EXTRAIT DU TEXTE:
++++++++++
En présentant ces données à Atlanta, Chris Beyrer, de l’université Johns Hopkins de Baltimore, a souligné que l’épidémie qui touche les hommes ayant des rapports homosexuels (HSH ) ne connaît pas de frontières. Pays pauvres, émergents, riches, partout, les HSH paient toujours un lourd tribut à l’infection par le VIH.

Encore plus inquiétant, selon Chris Beyrer, ce sont les plus jeunes de ces hommes, entre 13 et 24 ans, qui sont majoritairement concernés. Et comme si cela ne suffisait pas, ces contaminations s’accompagnent de coinfections avec, notamment, des cas de syphilis de plus en plus nombreux.

Des raisons multiples

Comment expliquer cette recrudescence de cas alors que les messages de prévention semblent s’être multipliés avec le temps ? Les raisons sont nombreuses. Il y a d’abord le risque lié au rapport anal avec un partenaire porteur du virus.
Les études épidémiologiques ont montré que lorsqu’un homme séropositif a un rapport sexuel, le risque de contaminer la ou le partenaire varie énormément.
En cas de rapport anal, quelque soit le sexe de la personne, le risque de transmission est dix-huit fois plus élevé qu’en cas de rapport par voie vaginale.

Autre facteur de risque, les réseaux que forment les HSH, des structures qui, avec le temps, n’ont cessé de grossir et qui entraînent une certaine multiplication des partenaires. Avec, parfois, transmission de virus porteurs de plusieurs mutations.

A côté de ces facteurs généraux, existent des situations propres à chaque pays. La discrimination et, pire, la criminalisation de l’homosexualité dans certaines régions du monde, particulièrement en l’Afrique et au Moyen-Orient, font que de jeunes hommes ne cherchent pas les conseils et les moyens de prévention nécessaires pour éviter la contamination, pas plus qu’ils n’ont accès aux moyens de diagnostic et de traitement.
++++++++++
VOS TÂCHES:
(A) D'après l'extrait sur le VIH chez les HSH, pourquoi de jeunes hommes de certaines régions du monde ne cherchent-ils pas les conseils et les moyens de prévention nécessaires ? Répondez en une à trois phrases.
(B) Reproduisez à l'identique tout le passage de l'extrait sur le VIH chez les HSH, depuis « Comment expliquer cette » jusqu'à « par voie vaginale. » inclus.
La liste n'est pas nécessaire pour traiter les consignes.

(Entrées du jeu de données)
++++++++++
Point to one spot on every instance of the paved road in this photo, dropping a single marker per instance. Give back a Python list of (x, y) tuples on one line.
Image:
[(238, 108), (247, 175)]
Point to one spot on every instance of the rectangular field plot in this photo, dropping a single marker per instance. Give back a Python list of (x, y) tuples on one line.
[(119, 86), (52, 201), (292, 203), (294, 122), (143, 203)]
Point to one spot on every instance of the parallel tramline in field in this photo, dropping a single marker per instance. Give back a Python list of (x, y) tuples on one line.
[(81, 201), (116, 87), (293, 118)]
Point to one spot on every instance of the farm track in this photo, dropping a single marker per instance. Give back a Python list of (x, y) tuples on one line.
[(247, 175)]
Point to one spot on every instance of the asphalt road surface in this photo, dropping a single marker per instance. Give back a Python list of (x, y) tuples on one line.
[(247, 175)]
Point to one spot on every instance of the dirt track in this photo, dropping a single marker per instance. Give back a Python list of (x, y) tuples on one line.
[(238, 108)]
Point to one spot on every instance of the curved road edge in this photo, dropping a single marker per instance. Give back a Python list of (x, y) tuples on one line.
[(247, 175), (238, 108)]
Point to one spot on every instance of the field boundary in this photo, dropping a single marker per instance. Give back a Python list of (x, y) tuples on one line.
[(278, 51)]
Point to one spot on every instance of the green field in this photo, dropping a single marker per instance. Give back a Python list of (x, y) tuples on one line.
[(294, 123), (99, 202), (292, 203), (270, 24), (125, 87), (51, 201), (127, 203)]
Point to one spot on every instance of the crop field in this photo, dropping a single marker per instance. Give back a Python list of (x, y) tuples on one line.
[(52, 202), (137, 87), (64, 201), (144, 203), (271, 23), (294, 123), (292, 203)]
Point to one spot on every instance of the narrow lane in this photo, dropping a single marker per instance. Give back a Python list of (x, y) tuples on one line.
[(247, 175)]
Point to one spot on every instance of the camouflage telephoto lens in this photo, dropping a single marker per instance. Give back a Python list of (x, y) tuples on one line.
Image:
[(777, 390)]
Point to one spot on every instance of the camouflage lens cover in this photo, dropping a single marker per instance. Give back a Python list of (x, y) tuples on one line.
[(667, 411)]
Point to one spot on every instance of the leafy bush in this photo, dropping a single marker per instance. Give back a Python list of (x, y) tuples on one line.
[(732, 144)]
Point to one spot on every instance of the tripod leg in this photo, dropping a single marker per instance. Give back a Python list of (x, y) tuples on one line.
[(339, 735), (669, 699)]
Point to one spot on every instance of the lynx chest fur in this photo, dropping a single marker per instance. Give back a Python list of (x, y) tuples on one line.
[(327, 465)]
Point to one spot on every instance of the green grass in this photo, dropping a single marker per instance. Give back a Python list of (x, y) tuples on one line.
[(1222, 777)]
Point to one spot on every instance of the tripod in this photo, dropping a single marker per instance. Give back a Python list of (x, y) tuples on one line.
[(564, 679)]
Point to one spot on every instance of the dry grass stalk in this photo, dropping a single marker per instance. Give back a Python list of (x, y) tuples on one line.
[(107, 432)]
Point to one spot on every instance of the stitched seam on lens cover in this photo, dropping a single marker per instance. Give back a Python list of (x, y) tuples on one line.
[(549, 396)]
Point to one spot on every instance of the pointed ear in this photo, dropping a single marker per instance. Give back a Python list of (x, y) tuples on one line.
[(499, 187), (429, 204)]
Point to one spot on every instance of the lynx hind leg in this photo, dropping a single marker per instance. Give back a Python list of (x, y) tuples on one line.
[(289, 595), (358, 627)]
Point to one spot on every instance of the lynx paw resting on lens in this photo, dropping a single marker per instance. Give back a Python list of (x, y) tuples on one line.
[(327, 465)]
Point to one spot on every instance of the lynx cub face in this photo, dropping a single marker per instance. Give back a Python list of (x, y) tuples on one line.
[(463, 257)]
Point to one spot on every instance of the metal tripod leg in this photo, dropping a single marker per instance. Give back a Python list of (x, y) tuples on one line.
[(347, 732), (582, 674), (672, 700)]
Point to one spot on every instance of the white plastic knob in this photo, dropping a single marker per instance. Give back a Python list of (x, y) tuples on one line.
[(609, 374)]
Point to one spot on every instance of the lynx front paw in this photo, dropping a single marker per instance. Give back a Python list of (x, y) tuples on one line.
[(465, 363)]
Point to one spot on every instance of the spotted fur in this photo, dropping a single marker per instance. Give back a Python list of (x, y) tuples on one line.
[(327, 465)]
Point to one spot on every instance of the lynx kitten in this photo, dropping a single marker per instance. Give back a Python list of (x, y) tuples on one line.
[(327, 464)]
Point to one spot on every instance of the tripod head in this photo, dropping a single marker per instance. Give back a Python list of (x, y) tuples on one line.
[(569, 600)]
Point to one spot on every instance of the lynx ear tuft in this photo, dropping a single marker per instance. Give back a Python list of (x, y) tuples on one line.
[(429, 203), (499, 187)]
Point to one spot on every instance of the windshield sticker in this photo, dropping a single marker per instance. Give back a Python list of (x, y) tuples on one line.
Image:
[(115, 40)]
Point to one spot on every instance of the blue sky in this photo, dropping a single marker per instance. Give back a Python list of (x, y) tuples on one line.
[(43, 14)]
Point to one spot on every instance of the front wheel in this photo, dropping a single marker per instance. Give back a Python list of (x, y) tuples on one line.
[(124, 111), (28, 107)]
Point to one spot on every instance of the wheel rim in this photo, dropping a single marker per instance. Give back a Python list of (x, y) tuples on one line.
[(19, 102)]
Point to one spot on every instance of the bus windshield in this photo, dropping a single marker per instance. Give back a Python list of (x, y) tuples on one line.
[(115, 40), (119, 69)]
++++++++++
RÉPONSES NUMÉROTÉES:
(A) Dans certaines régions du monde, particulièrement en Afrique et au Moyen-Orient, l'homosexualité fait l'objet de discrimination, voire de criminalisation. C'est ce qui amène de jeunes hommes à ne pas chercher les conseils et les moyens de prévention nécessaires pour éviter la contamination.

(B)
Comment expliquer cette recrudescence de cas alors que les messages de prévention semblent s’être multipliés avec le temps ? Les raisons sont nombreuses. Il y a d’abord le risque lié au rapport anal avec un partenaire porteur du virus.
Les études épidémiologiques ont montré que lorsqu’un homme séropositif a un rapport sexuel, le risque de contaminer la ou le partenaire varie énormément.
En cas de rapport anal, quelque soit le sexe de la personne, le risque de transmission est dix-huit fois plus élevé qu’en cas de rapport par voie vaginale.